» WHAT THE EXERCISE ASKS
Print the entries that appear below, exactly as written and without their pictures.

» RECORDS
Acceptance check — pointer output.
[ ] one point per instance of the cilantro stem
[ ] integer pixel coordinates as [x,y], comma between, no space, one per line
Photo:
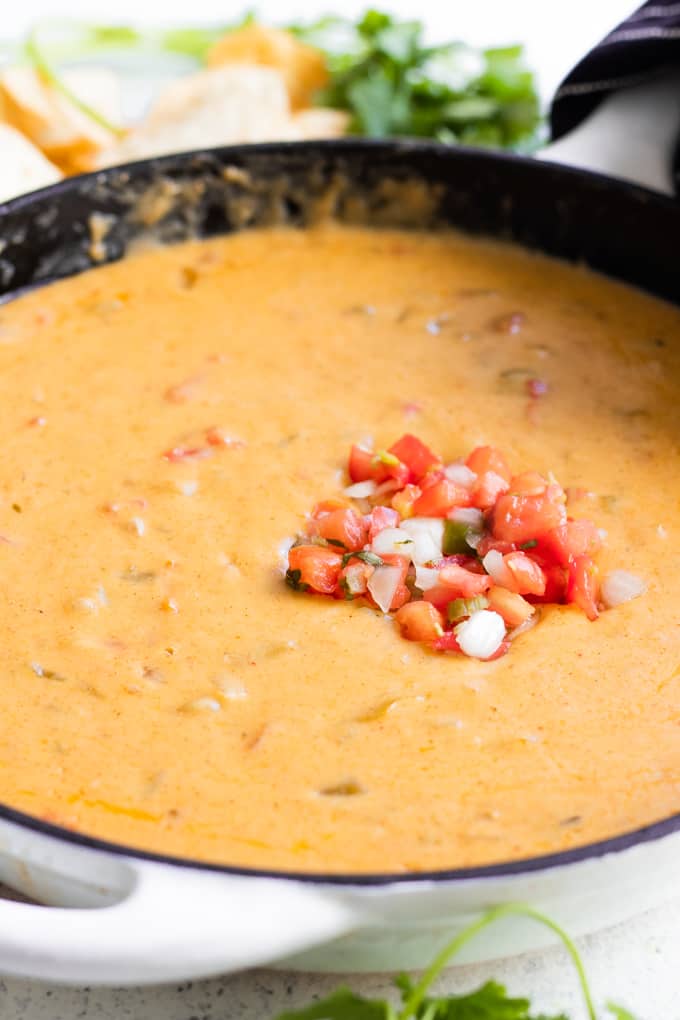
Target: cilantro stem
[494,914]
[43,65]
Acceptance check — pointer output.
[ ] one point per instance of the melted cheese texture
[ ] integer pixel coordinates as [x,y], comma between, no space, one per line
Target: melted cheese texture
[162,687]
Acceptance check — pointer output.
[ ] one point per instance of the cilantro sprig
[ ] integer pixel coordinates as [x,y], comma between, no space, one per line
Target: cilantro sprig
[489,1002]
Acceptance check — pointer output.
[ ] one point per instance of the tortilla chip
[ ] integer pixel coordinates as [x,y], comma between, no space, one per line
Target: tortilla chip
[222,106]
[22,167]
[319,122]
[303,68]
[67,136]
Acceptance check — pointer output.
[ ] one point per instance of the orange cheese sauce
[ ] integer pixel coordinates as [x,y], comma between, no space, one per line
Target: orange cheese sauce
[162,687]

» WRITTEN REPLY
Acceptance check — pointer output.
[ ] one point per instance of the cilantro stem
[ ] integer pixel coordinates as [x,y], comma between, no space, one per line
Photo:
Target: cilantro stem
[494,914]
[43,65]
Acceptance check — pointer output.
[ ] one point per instance of the melted cheese texture
[ ] integer pixel coordinates as [x,y], comma between, no space, one per line
Target: melted cheese texture
[162,687]
Acceptance check — pointer output.
[ ] one point per instance of the cilantro sprig
[ ] integer pixel coordinates as [x,y], comma between, no space, one per line
Target: cilantro sprig
[489,1002]
Acceptance check — pointer output.
[ ] one point per instance of the tortilla chip
[ ] integer pixel coordinates as [x,y], comma between, no space, one per line
Target: tortilla chip
[222,106]
[22,167]
[319,122]
[303,68]
[67,136]
Acceptance check — pointer output.
[ ] one point per instance of the orange cheese sauce
[ ] integer pixel coordinates as [x,y], comma between, no space, one per line
Target: orange cheese sauce
[162,687]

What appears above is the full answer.